| Exercise objective |
Rewrite the rows below as a numbered list, leaving out any blank lines. Omit the pictures from your list.
The data start
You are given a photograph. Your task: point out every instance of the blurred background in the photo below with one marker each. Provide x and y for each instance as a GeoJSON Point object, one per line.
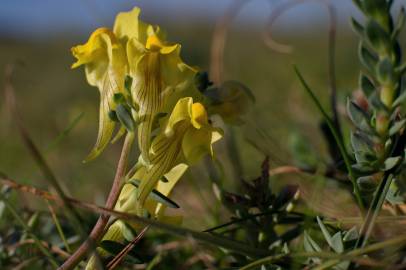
{"type": "Point", "coordinates": [61, 111]}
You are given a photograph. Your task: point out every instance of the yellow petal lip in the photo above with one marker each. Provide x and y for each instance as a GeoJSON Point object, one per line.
{"type": "Point", "coordinates": [199, 115]}
{"type": "Point", "coordinates": [87, 52]}
{"type": "Point", "coordinates": [154, 43]}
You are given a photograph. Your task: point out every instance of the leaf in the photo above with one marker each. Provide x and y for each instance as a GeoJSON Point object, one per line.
{"type": "Point", "coordinates": [128, 232]}
{"type": "Point", "coordinates": [385, 71]}
{"type": "Point", "coordinates": [325, 232]}
{"type": "Point", "coordinates": [367, 184]}
{"type": "Point", "coordinates": [391, 162]}
{"type": "Point", "coordinates": [396, 127]}
{"type": "Point", "coordinates": [361, 144]}
{"type": "Point", "coordinates": [377, 36]}
{"type": "Point", "coordinates": [399, 24]}
{"type": "Point", "coordinates": [156, 195]}
{"type": "Point", "coordinates": [366, 85]}
{"type": "Point", "coordinates": [125, 118]}
{"type": "Point", "coordinates": [2, 208]}
{"type": "Point", "coordinates": [368, 59]}
{"type": "Point", "coordinates": [400, 99]}
{"type": "Point", "coordinates": [337, 243]}
{"type": "Point", "coordinates": [358, 28]}
{"type": "Point", "coordinates": [119, 98]}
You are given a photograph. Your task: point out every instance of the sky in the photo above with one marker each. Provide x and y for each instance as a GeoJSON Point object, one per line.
{"type": "Point", "coordinates": [37, 19]}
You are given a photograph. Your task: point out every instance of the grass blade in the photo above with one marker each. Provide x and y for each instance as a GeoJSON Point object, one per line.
{"type": "Point", "coordinates": [337, 138]}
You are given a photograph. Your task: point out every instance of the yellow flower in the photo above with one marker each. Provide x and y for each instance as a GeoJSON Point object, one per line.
{"type": "Point", "coordinates": [126, 203]}
{"type": "Point", "coordinates": [105, 66]}
{"type": "Point", "coordinates": [157, 71]}
{"type": "Point", "coordinates": [187, 136]}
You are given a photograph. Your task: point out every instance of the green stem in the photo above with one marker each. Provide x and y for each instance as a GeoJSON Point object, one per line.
{"type": "Point", "coordinates": [336, 137]}
{"type": "Point", "coordinates": [59, 228]}
{"type": "Point", "coordinates": [334, 258]}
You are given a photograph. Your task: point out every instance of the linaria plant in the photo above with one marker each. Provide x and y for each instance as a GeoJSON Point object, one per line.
{"type": "Point", "coordinates": [170, 114]}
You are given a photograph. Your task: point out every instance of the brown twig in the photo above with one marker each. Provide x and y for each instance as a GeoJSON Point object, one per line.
{"type": "Point", "coordinates": [121, 255]}
{"type": "Point", "coordinates": [98, 229]}
{"type": "Point", "coordinates": [38, 157]}
{"type": "Point", "coordinates": [47, 245]}
{"type": "Point", "coordinates": [175, 230]}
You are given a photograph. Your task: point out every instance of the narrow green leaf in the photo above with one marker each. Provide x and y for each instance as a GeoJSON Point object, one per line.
{"type": "Point", "coordinates": [156, 195]}
{"type": "Point", "coordinates": [113, 116]}
{"type": "Point", "coordinates": [400, 99]}
{"type": "Point", "coordinates": [396, 127]}
{"type": "Point", "coordinates": [325, 232]}
{"type": "Point", "coordinates": [367, 184]}
{"type": "Point", "coordinates": [391, 162]}
{"type": "Point", "coordinates": [385, 71]}
{"type": "Point", "coordinates": [128, 232]}
{"type": "Point", "coordinates": [375, 208]}
{"type": "Point", "coordinates": [337, 243]}
{"type": "Point", "coordinates": [363, 148]}
{"type": "Point", "coordinates": [399, 24]}
{"type": "Point", "coordinates": [309, 244]}
{"type": "Point", "coordinates": [336, 135]}
{"type": "Point", "coordinates": [119, 98]}
{"type": "Point", "coordinates": [377, 36]}
{"type": "Point", "coordinates": [358, 28]}
{"type": "Point", "coordinates": [358, 116]}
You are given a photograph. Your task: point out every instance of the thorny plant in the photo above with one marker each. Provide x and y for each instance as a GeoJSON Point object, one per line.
{"type": "Point", "coordinates": [148, 94]}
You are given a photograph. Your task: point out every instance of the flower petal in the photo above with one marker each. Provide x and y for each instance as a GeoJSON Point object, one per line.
{"type": "Point", "coordinates": [105, 66]}
{"type": "Point", "coordinates": [128, 26]}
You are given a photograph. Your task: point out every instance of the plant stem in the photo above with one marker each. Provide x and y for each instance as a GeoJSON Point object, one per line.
{"type": "Point", "coordinates": [217, 241]}
{"type": "Point", "coordinates": [58, 227]}
{"type": "Point", "coordinates": [98, 229]}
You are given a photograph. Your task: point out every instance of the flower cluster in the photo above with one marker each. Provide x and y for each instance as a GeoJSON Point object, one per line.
{"type": "Point", "coordinates": [145, 87]}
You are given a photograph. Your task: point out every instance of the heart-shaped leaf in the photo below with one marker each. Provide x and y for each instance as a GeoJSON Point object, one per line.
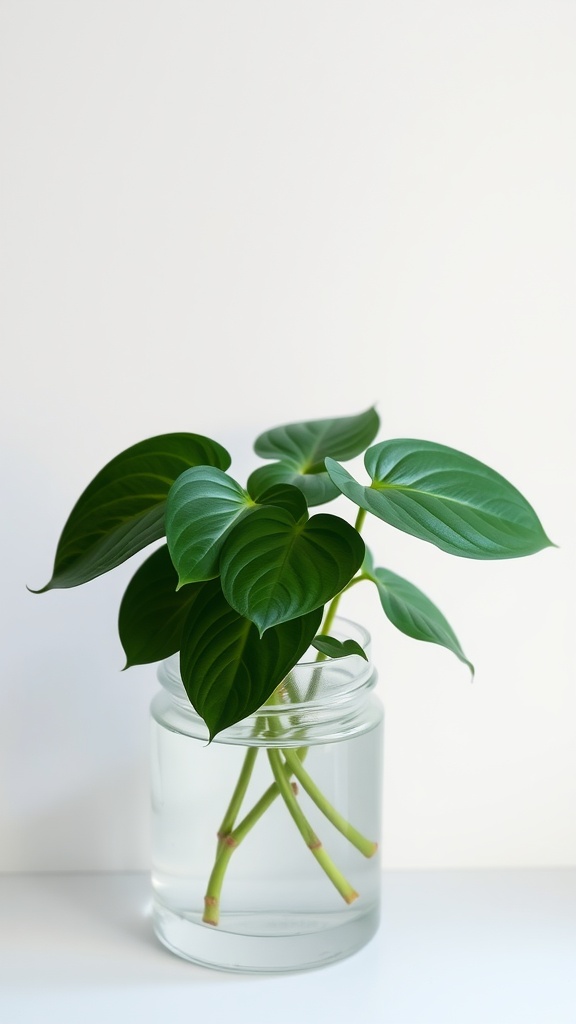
The data end
| Worked solution |
1. You are given a photograph. Your task: point out every instance of the blurred background in the photo below with one marker each. Provide x and y for each instance as a GeoJSON Point object, one per line.
2. {"type": "Point", "coordinates": [61, 111]}
3. You are given a photograph. Your task: point out every instance of the yellow petal lip in the photo above with one marker each. Provide x and y for each instance as a GeoJSON Point object, one per line.
4. {"type": "Point", "coordinates": [199, 115]}
5. {"type": "Point", "coordinates": [87, 52]}
6. {"type": "Point", "coordinates": [154, 43]}
7. You are given a photograph. Your task: point out every instance of the leaf in the photo above with one marker each. Provide x and y for each instance as a GeoJSON Point object, one per line.
8. {"type": "Point", "coordinates": [128, 232]}
9. {"type": "Point", "coordinates": [385, 71]}
10. {"type": "Point", "coordinates": [325, 232]}
11. {"type": "Point", "coordinates": [367, 184]}
12. {"type": "Point", "coordinates": [391, 162]}
13. {"type": "Point", "coordinates": [396, 127]}
14. {"type": "Point", "coordinates": [361, 144]}
15. {"type": "Point", "coordinates": [377, 36]}
16. {"type": "Point", "coordinates": [399, 24]}
17. {"type": "Point", "coordinates": [156, 195]}
18. {"type": "Point", "coordinates": [366, 85]}
19. {"type": "Point", "coordinates": [125, 118]}
20. {"type": "Point", "coordinates": [2, 208]}
21. {"type": "Point", "coordinates": [368, 59]}
22. {"type": "Point", "coordinates": [400, 99]}
23. {"type": "Point", "coordinates": [337, 243]}
24. {"type": "Point", "coordinates": [358, 28]}
25. {"type": "Point", "coordinates": [119, 98]}
26. You are given a photograph. Your task: point out every instance of the sky in the photo above with one marker each. Provide x and y for each instance as a GeoJSON Point object, one per line.
27. {"type": "Point", "coordinates": [37, 19]}
28. You are given a photograph. Your task: point out every instance of the grass blade in the photo above with one marker each. Provide x and y for each instance as a GeoJSON Point object, one per line.
29. {"type": "Point", "coordinates": [337, 138]}
30. You are given a photograph. Your task: point out every instance of the yellow flower in the photo above with one marker each. Provide x and y for each instance as a GeoJSON Point object, one per line.
31. {"type": "Point", "coordinates": [126, 203]}
32. {"type": "Point", "coordinates": [105, 66]}
33. {"type": "Point", "coordinates": [157, 71]}
34. {"type": "Point", "coordinates": [187, 136]}
35. You are given a photograph. Your task: point out every instance of the green stem in the photo above with one marker each. Provide x and y for each instance as a GeoJSON Point object, one per line.
36. {"type": "Point", "coordinates": [336, 137]}
37. {"type": "Point", "coordinates": [59, 228]}
38. {"type": "Point", "coordinates": [334, 258]}
39. You are given a photograph. Your task: point out every instance of the linaria plant in the photo above with one marker each. Provide x and y for each instance as a GeoJSON Point object, one per line.
40. {"type": "Point", "coordinates": [170, 114]}
41. You are given a photograph. Your task: point out every instance of the brown twig in the photo above with one marker each. Provide x and y for each instance as a GeoJSON Point object, one per line.
42. {"type": "Point", "coordinates": [121, 255]}
43. {"type": "Point", "coordinates": [98, 229]}
44. {"type": "Point", "coordinates": [38, 157]}
45. {"type": "Point", "coordinates": [47, 245]}
46. {"type": "Point", "coordinates": [175, 230]}
47. You are given a photograph. Your task: point out every instance of the narrow green leaf in the photo above with one marker each. Provide x and y for each instance as a GeoJSON Point object, one per line.
48. {"type": "Point", "coordinates": [156, 195]}
49. {"type": "Point", "coordinates": [113, 116]}
50. {"type": "Point", "coordinates": [400, 99]}
51. {"type": "Point", "coordinates": [396, 127]}
52. {"type": "Point", "coordinates": [325, 232]}
53. {"type": "Point", "coordinates": [367, 184]}
54. {"type": "Point", "coordinates": [391, 162]}
55. {"type": "Point", "coordinates": [385, 71]}
56. {"type": "Point", "coordinates": [128, 232]}
57. {"type": "Point", "coordinates": [375, 208]}
58. {"type": "Point", "coordinates": [337, 243]}
59. {"type": "Point", "coordinates": [363, 148]}
60. {"type": "Point", "coordinates": [399, 24]}
61. {"type": "Point", "coordinates": [309, 244]}
62. {"type": "Point", "coordinates": [336, 135]}
63. {"type": "Point", "coordinates": [119, 98]}
64. {"type": "Point", "coordinates": [377, 36]}
65. {"type": "Point", "coordinates": [358, 28]}
66. {"type": "Point", "coordinates": [358, 116]}
67. You are given a photograph. Your task: point out every instance of the thorny plant in the photo above with one marker each. Provide x and y for each instance as a GeoJSON Point object, one per line.
68. {"type": "Point", "coordinates": [148, 94]}
69. You are given a photograph. Your task: point out every instance of the flower petal in the photo above with one marker each. Provide x and y for each instance as a GeoJSON Point object, one per line.
70. {"type": "Point", "coordinates": [105, 66]}
71. {"type": "Point", "coordinates": [128, 26]}
72. You are given a photograph. Your task: point out every instance of the plant stem in the photo above with one marker each. Provide x and y for each instance as a GeoJSON Point object, one per line.
73. {"type": "Point", "coordinates": [217, 241]}
74. {"type": "Point", "coordinates": [58, 227]}
75. {"type": "Point", "coordinates": [98, 229]}
76. You are given a photograph. Your task: point out every instance of the flower cluster in the photo above with one marker each. Provide x and y for each instance as a GeoJSON Point object, one per line.
77. {"type": "Point", "coordinates": [145, 87]}
78. You are given a photograph. Your task: point out every instance of the heart-shaped leaf in the photo below with one marker each. Provide x and y for each instance as a GeoJSON Point object, one per line.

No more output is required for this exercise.